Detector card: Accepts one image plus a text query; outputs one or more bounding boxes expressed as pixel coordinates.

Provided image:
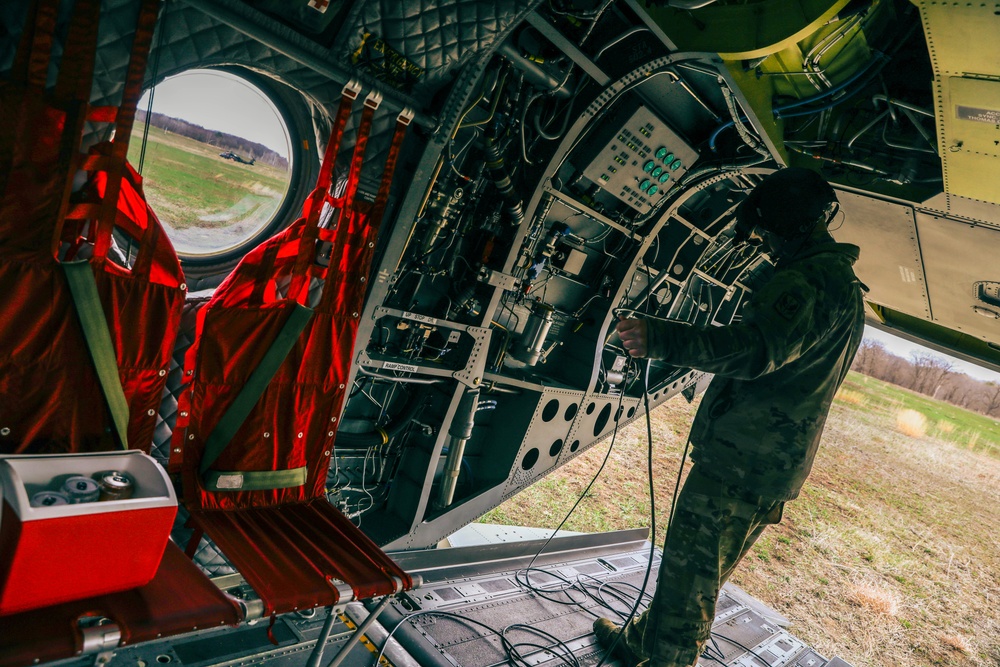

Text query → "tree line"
[851,339,1000,417]
[136,109,288,170]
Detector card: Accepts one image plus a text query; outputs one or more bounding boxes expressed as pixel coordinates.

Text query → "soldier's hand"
[615,318,649,357]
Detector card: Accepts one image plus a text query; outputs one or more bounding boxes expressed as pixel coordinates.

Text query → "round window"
[129,69,293,260]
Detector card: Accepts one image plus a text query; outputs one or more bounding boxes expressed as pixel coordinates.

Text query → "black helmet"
[735,167,837,242]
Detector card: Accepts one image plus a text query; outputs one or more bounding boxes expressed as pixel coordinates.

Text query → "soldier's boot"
[594,618,646,667]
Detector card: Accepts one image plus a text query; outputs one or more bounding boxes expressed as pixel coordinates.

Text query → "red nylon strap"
[286,88,357,306]
[36,0,101,256]
[17,0,59,90]
[372,110,412,218]
[167,304,208,473]
[344,95,378,210]
[94,0,160,262]
[87,106,118,123]
[53,0,101,104]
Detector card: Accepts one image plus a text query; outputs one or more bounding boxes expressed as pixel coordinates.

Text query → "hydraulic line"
[485,137,524,227]
[437,388,479,509]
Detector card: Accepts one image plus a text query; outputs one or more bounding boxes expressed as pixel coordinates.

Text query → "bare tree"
[851,338,889,376]
[981,382,1000,417]
[910,352,952,398]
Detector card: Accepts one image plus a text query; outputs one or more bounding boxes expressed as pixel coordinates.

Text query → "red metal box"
[0,450,177,615]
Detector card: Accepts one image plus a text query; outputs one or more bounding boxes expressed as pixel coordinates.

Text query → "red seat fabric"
[189,498,412,613]
[0,542,242,667]
[171,92,412,614]
[0,0,184,453]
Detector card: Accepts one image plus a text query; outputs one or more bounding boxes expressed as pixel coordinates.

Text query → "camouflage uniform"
[625,228,864,667]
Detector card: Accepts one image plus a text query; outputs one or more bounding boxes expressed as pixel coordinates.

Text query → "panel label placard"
[382,361,420,373]
[955,104,1000,125]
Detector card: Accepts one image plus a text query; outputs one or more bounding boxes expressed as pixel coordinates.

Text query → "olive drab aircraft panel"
[0,0,1000,667]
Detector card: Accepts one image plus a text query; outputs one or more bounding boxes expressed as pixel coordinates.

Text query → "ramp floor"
[90,530,846,667]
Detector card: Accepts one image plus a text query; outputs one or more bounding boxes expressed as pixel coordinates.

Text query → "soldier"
[594,168,864,667]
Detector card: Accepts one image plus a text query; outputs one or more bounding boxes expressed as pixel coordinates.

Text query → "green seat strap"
[201,466,308,491]
[60,259,128,449]
[198,303,313,480]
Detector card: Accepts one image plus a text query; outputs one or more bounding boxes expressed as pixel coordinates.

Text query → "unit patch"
[774,292,802,320]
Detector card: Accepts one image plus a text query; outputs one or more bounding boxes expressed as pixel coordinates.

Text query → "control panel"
[577,105,698,213]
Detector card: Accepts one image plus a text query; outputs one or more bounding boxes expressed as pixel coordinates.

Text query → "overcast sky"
[139,69,289,158]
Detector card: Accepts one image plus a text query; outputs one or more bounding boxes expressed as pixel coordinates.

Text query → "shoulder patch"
[774,292,802,320]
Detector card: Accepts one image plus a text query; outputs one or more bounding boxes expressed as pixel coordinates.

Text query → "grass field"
[129,127,290,253]
[482,373,1000,667]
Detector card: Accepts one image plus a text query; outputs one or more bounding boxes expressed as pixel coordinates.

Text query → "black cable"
[514,565,589,607]
[525,386,631,574]
[597,360,664,667]
[711,632,772,667]
[500,623,580,667]
[138,0,167,175]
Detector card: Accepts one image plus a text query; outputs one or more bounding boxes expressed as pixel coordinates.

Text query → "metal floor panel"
[90,530,849,667]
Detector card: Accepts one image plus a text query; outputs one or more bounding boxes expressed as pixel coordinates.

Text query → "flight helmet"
[734,167,839,243]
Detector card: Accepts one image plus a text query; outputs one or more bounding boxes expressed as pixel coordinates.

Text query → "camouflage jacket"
[648,231,864,500]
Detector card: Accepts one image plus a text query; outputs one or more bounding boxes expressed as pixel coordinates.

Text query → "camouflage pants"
[623,465,784,667]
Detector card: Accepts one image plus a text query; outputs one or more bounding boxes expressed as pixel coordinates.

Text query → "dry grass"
[896,410,927,438]
[847,581,899,616]
[837,388,865,405]
[485,378,1000,667]
[941,635,971,653]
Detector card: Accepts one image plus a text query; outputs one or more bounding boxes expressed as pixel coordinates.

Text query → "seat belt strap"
[198,303,313,478]
[60,260,129,449]
[201,466,309,491]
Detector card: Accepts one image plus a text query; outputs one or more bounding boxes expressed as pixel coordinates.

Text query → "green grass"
[483,373,1000,667]
[841,372,1000,458]
[129,127,290,251]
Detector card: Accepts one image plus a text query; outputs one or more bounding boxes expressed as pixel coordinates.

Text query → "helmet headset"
[733,167,840,246]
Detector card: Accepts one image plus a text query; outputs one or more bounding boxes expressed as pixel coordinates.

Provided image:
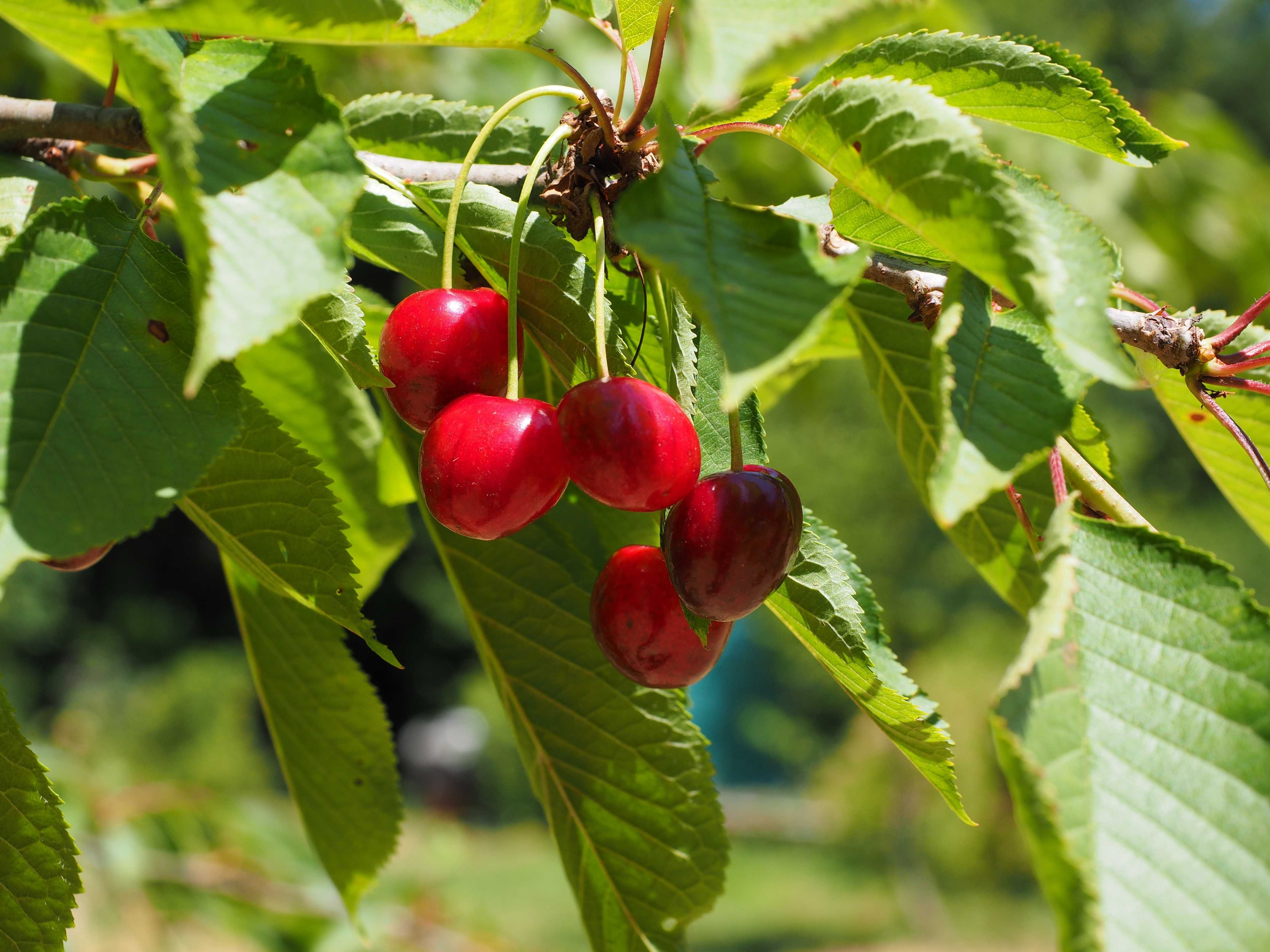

- WORK TO COMPLETE -
Can you copy out every one of the lines above word for word, leaving the pictures out?

- ANSWER TO THIS TASK -
Detector card: Accepts one image plus a text query; outputs one or more bounding boxes expressed as pixel coordinates.

Provided image:

Text query → "tree line"
[851,339,1000,417]
[136,109,288,170]
Detector card: Accepts one image plus a text query; outputs one or more bounding boxes expressed as pixel coordinates.

Text query → "soldier's hand"
[615,318,649,357]
Detector card: Accepts one image plus a text query; outputs one or more bounding boxes expressed as pixel coordinates.

Text query → "round window"
[129,69,293,260]
Detector card: Accepts one image plus a text query; outputs one or more bounding boxes expressed as pixel coordinates.

Text query → "black helmet"
[735,167,837,242]
Detector card: Accepts one image plus a text query; outputs one or more bounding boxes expressed as pixel coordinates.

Text query → "soldier's boot"
[594,618,646,667]
Detector card: Accepts one image plus a text query; outputs one or more bounding boxes expressed as pixel coordinates.

Text query → "red nylon strap"
[286,88,357,306]
[36,0,101,256]
[17,0,59,90]
[372,110,412,218]
[167,304,208,473]
[344,95,378,210]
[94,0,160,262]
[87,106,118,123]
[53,0,101,104]
Detector card: Accepts one image plus a text query; outputs one or more bounding boxes expressed as pixel coordinates.

Text query → "hydraulic line"
[485,137,524,227]
[437,388,479,509]
Detector card: Accepts one image plus a text query; outputs one or more bounding boxes expressed as pixel coordinates.

Text query → "bare tree"
[851,338,889,376]
[981,382,1000,417]
[910,352,952,398]
Detector card: Accepts one image plus a text query; outputs one or more bounding boxes expressed as pixel coordinates.

Text query → "red metal box"
[0,450,177,615]
Detector card: Accepts one image plus a text query; outputs one or more bounding boxes expressed as pixel coordinates.

Text query → "red seat fabric"
[189,498,412,613]
[0,542,242,667]
[171,92,412,614]
[0,0,184,453]
Detector card: Accepts one image plus a text query; outputs one or more bounding boxes expressed as pixel coordinates.

Text query → "camouflage uniform"
[625,228,864,667]
Detector card: Accepts one image plus a text query; outputs one or more bounding boxes expressed as pixel coordinates.

Text query → "panel label placard"
[382,361,420,373]
[955,104,1000,125]
Detector card: Accepts one image plus a text query; outputs one or more bounding boxes expressed as pixel coordinates.

Text query → "olive drab aircraft panel"
[0,0,1000,667]
Detector card: Accepts one image plus a text query; outputs one or more bounding boxes expressed as pixel coordinates.

Text query → "ramp floor"
[90,530,846,667]
Detector card: Accepts one image plus a text query; outputs one or more bounding boxes expressed as pixel coordinates.

Text query → "soldier"
[594,168,864,667]
Detector card: Accepts one image plus a text query; outputs one or more bounding boxes expressed as pixel coordinates.

Text query → "green seat strap"
[201,466,308,491]
[60,259,128,449]
[198,303,313,480]
Detector card: Accepts one image plus a text query; outputs one or more bounding boxes expressed as pixel coordinates.

Text query → "unit patch"
[774,292,802,320]
Detector card: Accepts one image plus a text query; outputs one or more bounding boxes expressed as pixel coordinates.

Text query → "control panel"
[577,105,698,213]
Detector card: Accepts one image plus a text query; outputs one or more bounding boxes expressed as pixel coordinates.

Text query → "overcast sky"
[139,69,289,158]
Detector card: Accepts one image plus a text query; outputs one or more bounding boxes expressed as pixel coordinates.

Text query → "shoulder patch"
[774,292,802,320]
Detector card: Accepts one image plus a text query; outputs one or more bounding boxes expressed as pixel coordinates.

Text query → "grass field"
[129,127,290,253]
[482,373,1000,667]
Detector card: Accepts one image plus a text query; outputs one or more bounding boxes expressed as pixel coordinates.

Text query → "black cable"
[514,565,589,607]
[525,386,631,574]
[597,360,664,667]
[711,632,772,667]
[500,623,580,667]
[138,0,167,175]
Detector card: Accepts one image plus a text query; outputs one or more bounding boxes expressed as pixel coordinates.

Text query → "metal floor panel"
[90,530,849,667]
Detector card: Accepts one image plus a text query; outputs one or more bounding boxes expressed as pixel coordinates.

Text query → "flight helmet"
[734,167,839,243]
Detector card: Accepts one image plus a text query; outputs one or more bounding boxes expressed as pixel coordinates.

Text query → "camouflage jacket"
[648,231,864,500]
Detector card: Accepts one image plus a text query; outputs one or more bounding boxes expressed as pixel coordinates.

Text query → "camouflage pants"
[623,465,784,667]
Detector card: Accepts one image plus a text query; outputs one or more bounding boxes expressed as pixel coordinates.

Text query → "dry grass"
[896,410,927,438]
[847,581,899,616]
[837,388,865,405]
[485,378,1000,667]
[941,635,971,653]
Detector card: Accepts one image plus a text query; outputs one or more bounding boxes expressed as pixel coordinates.

Text query → "seat belt strap"
[198,303,313,478]
[60,260,129,449]
[201,466,309,491]
Detector card: Accepts one image plus a text query; outputs one or more bounding boxes expressed as pixel coordinates.

Text query → "green grass"
[483,373,1000,667]
[841,372,1000,458]
[129,127,290,251]
Detector card: Accepts one image plus a text query; outputs one or more bounding boxes expressed as pixel coordinates.

Text query → "helmet headset"
[733,167,840,246]
Detector card: Accepts one image plus a text query; outputs one or more bounding boxes expressed as pixel coordinates.

Provided image:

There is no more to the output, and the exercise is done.